_Items_

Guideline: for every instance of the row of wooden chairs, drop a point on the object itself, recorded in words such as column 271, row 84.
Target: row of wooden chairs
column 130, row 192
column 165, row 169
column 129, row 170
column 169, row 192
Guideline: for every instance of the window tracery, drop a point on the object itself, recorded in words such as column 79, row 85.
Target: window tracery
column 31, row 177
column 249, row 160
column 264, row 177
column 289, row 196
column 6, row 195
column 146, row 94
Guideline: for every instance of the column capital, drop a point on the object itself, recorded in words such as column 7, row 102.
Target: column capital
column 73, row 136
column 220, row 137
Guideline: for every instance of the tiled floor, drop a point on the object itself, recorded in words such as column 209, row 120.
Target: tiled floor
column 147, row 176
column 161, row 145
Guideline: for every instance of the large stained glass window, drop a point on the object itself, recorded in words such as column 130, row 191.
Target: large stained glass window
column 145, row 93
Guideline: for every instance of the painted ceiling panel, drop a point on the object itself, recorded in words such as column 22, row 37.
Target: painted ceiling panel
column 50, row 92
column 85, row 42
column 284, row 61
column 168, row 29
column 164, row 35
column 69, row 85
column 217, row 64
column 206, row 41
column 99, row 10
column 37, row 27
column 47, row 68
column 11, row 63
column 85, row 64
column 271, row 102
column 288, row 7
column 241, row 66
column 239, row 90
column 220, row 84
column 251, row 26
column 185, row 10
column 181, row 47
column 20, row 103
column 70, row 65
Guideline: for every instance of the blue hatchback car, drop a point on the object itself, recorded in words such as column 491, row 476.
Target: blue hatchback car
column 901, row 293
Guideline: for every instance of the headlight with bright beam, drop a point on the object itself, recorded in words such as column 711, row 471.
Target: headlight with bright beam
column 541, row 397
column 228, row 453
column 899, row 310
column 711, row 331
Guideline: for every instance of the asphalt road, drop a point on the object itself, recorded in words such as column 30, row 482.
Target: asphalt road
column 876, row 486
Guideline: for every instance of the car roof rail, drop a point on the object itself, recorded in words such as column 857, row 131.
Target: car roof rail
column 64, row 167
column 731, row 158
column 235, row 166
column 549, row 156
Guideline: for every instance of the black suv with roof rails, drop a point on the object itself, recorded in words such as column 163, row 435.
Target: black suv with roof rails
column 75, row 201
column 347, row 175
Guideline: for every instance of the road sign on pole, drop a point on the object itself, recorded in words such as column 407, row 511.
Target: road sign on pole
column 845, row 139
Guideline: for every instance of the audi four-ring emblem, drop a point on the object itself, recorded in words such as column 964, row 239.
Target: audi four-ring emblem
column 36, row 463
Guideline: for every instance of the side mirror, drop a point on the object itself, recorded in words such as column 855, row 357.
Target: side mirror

_The request_
Format the records, from the start through the line with "column 901, row 293", as a two-column CSV headed instruction,points, one row per record. Give the record's text and its answer each as a single quoted field, replacing line breaks with spaces.

_Answer in full_
instruction,points
"Guideline: for every instance of the row of wooden chairs, drop a point on the object itself, recorded in words such as column 271, row 84. Target: row of wooden chairs","column 130, row 192 column 165, row 169 column 129, row 170 column 169, row 192"
"Guideline: for every instance of the window tracery, drop a point on the object itself, recorded in words such as column 79, row 85. Target: window tracery","column 31, row 177 column 249, row 160 column 264, row 177 column 289, row 196 column 6, row 195 column 146, row 94"
"Guideline: for every instance of the column capital, drop a point on the object itself, recorded in words such as column 7, row 102. Target: column capital","column 73, row 136 column 220, row 137"
"Guideline: for every instance of the tiled floor, drop a point on the object itself, recorded in words such as column 209, row 120. Target: tiled floor","column 147, row 176 column 161, row 145"
"Guideline: for every instance of the large stained glass window, drop a point on the object itself, recorded in words such as column 130, row 191. Target: large stained glass window","column 145, row 93"
"Guideline: for every instance of the painted ceiling panel, drop a point on the object itself, recorded in words such as column 22, row 37. Target: painted ceiling panel","column 50, row 92 column 85, row 42 column 284, row 61 column 168, row 29 column 164, row 35 column 69, row 85 column 217, row 64 column 206, row 41 column 99, row 10 column 37, row 27 column 47, row 68 column 11, row 63 column 85, row 64 column 271, row 102 column 288, row 7 column 241, row 66 column 239, row 90 column 220, row 84 column 251, row 26 column 185, row 10 column 181, row 47 column 20, row 103 column 70, row 65"
"Guideline: for every instance of the blue hatchback car, drop a point on the object itself, recorded in words such as column 491, row 476. Target: blue hatchback car","column 901, row 293"